▶ EXCERPT
----------

History & story.
Dak Lak Museum occupies a shaded six-hectare campus of ancient trees in the heart of Buon Ma Thuot, built in 1940 as the French commissioner's residence. During the colonial period it served as the administrative power centre of the Central Highlands, later becoming Emperor Bao Dai's mountain retreat during highland inspection tours. The architecture is a uniquely hybrid creation: steeply pitched roofs and long verandahs echo the Ede longhouse, while arched windows and lotus-column capitals signal French Indochinese style. After 1975 it was converted into a provincial museum, and in 2011 a new exhibition hall fully designed as an Ede longhouse was added alongside, bringing total floor space to 3,800 square metres. It remains the only museum in Vietnam to label all exhibits in four languages — Vietnamese, French, English, and Ede.

The permanent collection of over 30,000 artifacts is organized into three wings: Dak Lak's natural environment and geography, indigenous ethnic culture, and resistance history. Centerpiece of the cultural hall is a complete gong collection spanning types — from the Ede's three-gong bronze set to the M'Nong's six-piece ching kram — attesting to the Central Highlands Gong Space UNESCO recognized in 2005. Also displayed are Dong Son bronze drums from the 1st–3rd centuries CE, expressively carved funerary statues, a complete M'Nong elephant-trapping toolkit including pit traps, lasso rigs, and taming frames, plus woven brocade garments from all 48 ethnic groups resident in Dak Lak.

Beyond the permanent galleries, the museum's garden courtyard serves as an open-air stage for weekly Central Highlands gong performances and folk arts shows held each Saturday and Sunday. Each March during the Buon Ma Thuot Coffee Festival, the grounds transform into a living village where artisans demonstrate weaving, basketry, and traditional instrument-making live. The museum also maintains a photographic library and research archive on the 49 highland minority groups, accessible by appointment.

The Bao Dai Wing — the original 1940 residence — is preserved as a historic monument within the campus. The emperor's bedroom and study retain their original layout with 1940s French furnishings and documentary photographs from his Central Highlands inspections. This is one of the few reasonably intact Bao Dai royal spaces remaining in Vietnam outside of Dalat.
Gongs are not merely instruments — they are the language of ancestors, the voice of the forest, and a prayer sent up to the spirits.
Nghệ nhân Ê Đê Y Wang Hwing, trình diễn tại bảo tàng / Ede master Y Wang Hwing, performing at the museum
Highlights not to miss.

----------

▶ ITEMS
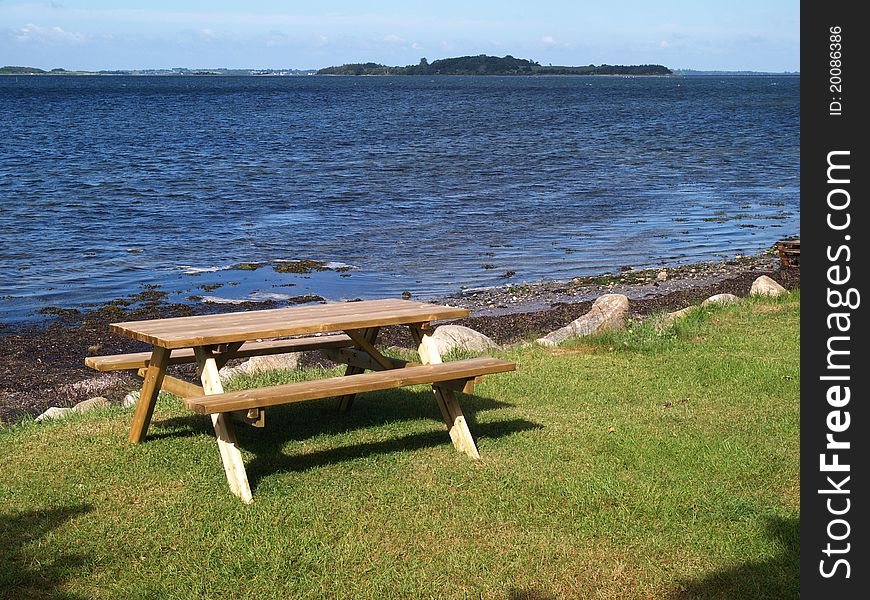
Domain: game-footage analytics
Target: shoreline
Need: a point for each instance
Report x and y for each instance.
(43, 362)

----------

▶ TASKS TO COMPLETE
1) Do these statements agree with the Dak Lak Museum text? (a) The museum building was built in 1940 as the French commissioner's residence. (b) Gong performances in the garden courtyard take place once a month. (c) The exhibition hall added in 2011 was designed in French Indochinese style. Answer yes or no for each and quote the deciding words.
2) Reproduce the Dak Lak Museum text from the words "The Bao Dai" up to and including the words "not to miss.".

▶ ANSWERS GIVEN
1)
(a) Yes: "built in 1940 as the French commissioner's residence"
(b) No: "weekly Central Highlands gong performances and folk arts shows held each Saturday and Sunday"
(c) No: "a new exhibition hall fully designed as an Ede longhouse"

2)
The Bao Dai Wing — the original 1940 residence — is preserved as a historic monument within the campus. The emperor's bedroom and study retain their original layout with 1940s French furnishings and documentary photographs from his Central Highlands inspections. This is one of the few reasonably intact Bao Dai royal spaces remaining in Vietnam outside of Dalat.
Gongs are not merely instruments — they are the language of ancestors, the voice of the forest, and a prayer sent up to the spirits.
Nghệ nhân Ê Đê Y Wang Hwing, trình diễn tại bảo tàng / Ede master Y Wang Hwing, performing at the museum
Highlights not to miss.